### Задание 1
Выпишите из фрагмента о философии Вольфа текст, начиная со слов «Тело становится государством» и далее до слов «положении служанки духа.» включительно.
### Задание 2
С чем, согласно фрагменту о философии Вольфа, М. Вебер связывал «расколдовывание» мира?

### Фрагмент документа
▬▬▬▬▬▬▬▬▬▬
Тело становится государством монад, а душа — «идеальным правителем». У Лейбница эта иерархия установлена математическими законами и неизменно находится в предустановленной гармонии, а Вольф добавляет целесообразность нижних монад высшим. То есть низшее имеет свою цель в служении высшему. Так материя оказывается в положении служанки духа.
Это пересекается и с политической философией Вольфа, в которой он выступает как сторонник платоновского государства философов.[278]
Цель монады имеет характер постепенного подъема по лестнице: слепые монады служат животным монадам (пищевые цепи по Вольфу), а животные — человеческим; цель выносится вовне — на другой уровень.Вольф утверждает, что животные, какого бы рода они ни были, будь то самые большие четвероногие или мельчайшие насекомые, не обладают ни смыслом, ни разумом, ни волей, ни свободой, и потому неспособны познать Бога. Поэтому они недостаточны, раз Бог не может через них осуществлять свою главную цель, для которой он создал мир[279]
. Следовательно, телос животных — служить человеку, который является носителем более высокой рациональности. И только человек способен к познанию мира.Разум и чудо
В такой строгой системе со-подчиненности монад — особом типе сословного государства монад — возникает вопрос: куда же отнести чудеса? Какую практическую пользу могут они нести для человека? Вспомним, что в Просвещении чудеса будут неистово критиковаться. М. Вебер определил этот процесс как «расколдовывание» мира, Entzauberung der Welt, и связывал его с протестантизмом. Вольф не приводит аргументов против чудес[280]
, как это сделает Юм в трактате «Исследование о человеческом разумении»,[281] и скорее, стремится его рационально истолковать. Чудом становятся естественные явления, приобретающие от Бога символический смысл. Так, философ интерпретирует фрагмент книги «Бытия» (Гл. 9:13) — где речь идет о знамении радуги: «Я полагаю радугу Мою в облаке, чтоб она была знамением [вечного] завета между Мною и между землей». Радуга была и до потопа, но получает статус знамения (то есть чуда) в конкретный момент. Ее цель — служить знаком примирения, Завета — заложена еще при ее сотворении, но проявляет себя в строго отведенный Богом момент времени. «Можно сколько угодно устанавливать ее происхождение, — пишет Вольф, — точнейшим образом наблюдать ее краски и прочие свойства и никогда не прийти к мысли, что бог не пожелал больше наказывать людей потопом, т. е. таким образом установил течение природы, что стало невозможно больше всеобщее наводнение каким-либо естественным путем и не требуется никакого чуда для его произведения». Только Бог может творить чудеса, однако Бог предпочитает естественный ход вещей нарушающему его внезапному чуду. Божественная мудрость сотворяет ход вещей (основанный на законах), а чудо — является проявлением могущества — т. е. всевозможности Божественного».[282]Таким образом чудо у Вольфа целиком рационально.
▬▬▬▬▬▬▬▬▬▬
Извлечённые строки:
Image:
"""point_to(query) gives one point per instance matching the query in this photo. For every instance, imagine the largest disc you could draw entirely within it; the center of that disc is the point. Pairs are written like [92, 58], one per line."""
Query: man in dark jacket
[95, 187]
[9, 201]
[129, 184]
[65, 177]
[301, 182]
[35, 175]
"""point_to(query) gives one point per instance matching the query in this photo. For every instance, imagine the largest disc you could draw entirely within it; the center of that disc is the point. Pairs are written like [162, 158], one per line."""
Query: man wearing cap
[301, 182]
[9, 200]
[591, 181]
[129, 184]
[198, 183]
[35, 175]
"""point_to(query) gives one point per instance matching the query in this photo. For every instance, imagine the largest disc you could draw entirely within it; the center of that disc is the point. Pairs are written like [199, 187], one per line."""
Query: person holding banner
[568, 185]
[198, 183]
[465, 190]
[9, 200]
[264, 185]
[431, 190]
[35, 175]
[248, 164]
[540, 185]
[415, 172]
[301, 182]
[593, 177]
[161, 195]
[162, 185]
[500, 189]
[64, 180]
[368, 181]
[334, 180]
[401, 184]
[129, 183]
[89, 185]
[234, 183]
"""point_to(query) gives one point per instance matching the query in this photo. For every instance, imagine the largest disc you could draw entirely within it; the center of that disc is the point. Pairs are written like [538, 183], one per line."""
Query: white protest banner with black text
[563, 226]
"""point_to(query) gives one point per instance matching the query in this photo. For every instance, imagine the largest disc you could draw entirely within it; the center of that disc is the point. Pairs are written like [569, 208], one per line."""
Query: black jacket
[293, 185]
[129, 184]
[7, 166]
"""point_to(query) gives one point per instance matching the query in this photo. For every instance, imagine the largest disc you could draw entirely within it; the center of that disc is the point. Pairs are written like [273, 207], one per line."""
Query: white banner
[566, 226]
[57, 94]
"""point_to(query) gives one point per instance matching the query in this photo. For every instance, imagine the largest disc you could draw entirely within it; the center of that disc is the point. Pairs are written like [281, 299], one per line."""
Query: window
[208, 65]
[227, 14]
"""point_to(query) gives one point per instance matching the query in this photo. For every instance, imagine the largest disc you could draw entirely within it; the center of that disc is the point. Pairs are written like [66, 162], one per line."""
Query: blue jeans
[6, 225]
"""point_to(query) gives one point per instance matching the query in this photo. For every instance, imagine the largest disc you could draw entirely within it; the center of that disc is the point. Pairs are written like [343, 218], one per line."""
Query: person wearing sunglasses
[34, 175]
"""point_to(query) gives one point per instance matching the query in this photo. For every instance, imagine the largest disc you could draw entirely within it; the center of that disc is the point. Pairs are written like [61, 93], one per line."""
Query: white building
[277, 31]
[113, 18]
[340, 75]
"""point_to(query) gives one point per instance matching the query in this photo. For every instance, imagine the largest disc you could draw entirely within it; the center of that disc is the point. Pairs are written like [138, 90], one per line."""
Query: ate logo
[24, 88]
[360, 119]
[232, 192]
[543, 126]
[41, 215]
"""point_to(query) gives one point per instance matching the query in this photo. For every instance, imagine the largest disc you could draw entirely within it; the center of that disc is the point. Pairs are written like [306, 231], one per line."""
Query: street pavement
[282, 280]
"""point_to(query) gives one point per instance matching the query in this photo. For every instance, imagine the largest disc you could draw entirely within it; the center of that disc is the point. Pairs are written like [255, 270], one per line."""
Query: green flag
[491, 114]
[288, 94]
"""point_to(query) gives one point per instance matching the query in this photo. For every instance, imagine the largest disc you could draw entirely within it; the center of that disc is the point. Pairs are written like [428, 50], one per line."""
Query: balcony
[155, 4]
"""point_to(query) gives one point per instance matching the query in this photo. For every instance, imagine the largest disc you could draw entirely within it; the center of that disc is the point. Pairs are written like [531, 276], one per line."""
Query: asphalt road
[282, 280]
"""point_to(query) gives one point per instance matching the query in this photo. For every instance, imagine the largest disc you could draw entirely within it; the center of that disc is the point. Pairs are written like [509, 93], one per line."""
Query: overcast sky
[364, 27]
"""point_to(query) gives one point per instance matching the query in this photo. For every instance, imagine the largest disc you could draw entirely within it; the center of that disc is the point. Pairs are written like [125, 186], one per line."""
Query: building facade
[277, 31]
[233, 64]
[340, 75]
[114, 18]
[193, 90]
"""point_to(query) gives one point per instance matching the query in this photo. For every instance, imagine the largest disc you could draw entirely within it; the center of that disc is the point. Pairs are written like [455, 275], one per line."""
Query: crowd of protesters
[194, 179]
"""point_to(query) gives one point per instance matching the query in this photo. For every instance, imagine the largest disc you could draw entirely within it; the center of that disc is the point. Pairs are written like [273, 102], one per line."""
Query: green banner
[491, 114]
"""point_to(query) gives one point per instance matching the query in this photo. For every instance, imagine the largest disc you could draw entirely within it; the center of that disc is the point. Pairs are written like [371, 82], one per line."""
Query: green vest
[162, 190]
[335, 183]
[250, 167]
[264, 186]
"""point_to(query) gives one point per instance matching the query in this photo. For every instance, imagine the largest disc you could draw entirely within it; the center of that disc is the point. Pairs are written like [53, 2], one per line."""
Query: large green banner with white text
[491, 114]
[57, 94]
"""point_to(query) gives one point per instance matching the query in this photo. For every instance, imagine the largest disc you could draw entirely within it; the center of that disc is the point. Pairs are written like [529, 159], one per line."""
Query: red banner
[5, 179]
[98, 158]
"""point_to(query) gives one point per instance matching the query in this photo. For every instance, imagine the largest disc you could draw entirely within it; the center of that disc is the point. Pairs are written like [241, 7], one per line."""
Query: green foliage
▬▬▬▬▬▬▬▬▬▬
### Ответ 1
Тело становится государством монад, а душа — «идеальным правителем». У Лейбница эта иерархия установлена математическими законами и неизменно находится в предустановленной гармонии, а Вольф добавляет целесообразность нижних монад высшим. То есть низшее имеет свою цель в служении высшему. Так материя оказывается в положении служанки духа.

### Ответ 2
С протестантизмом.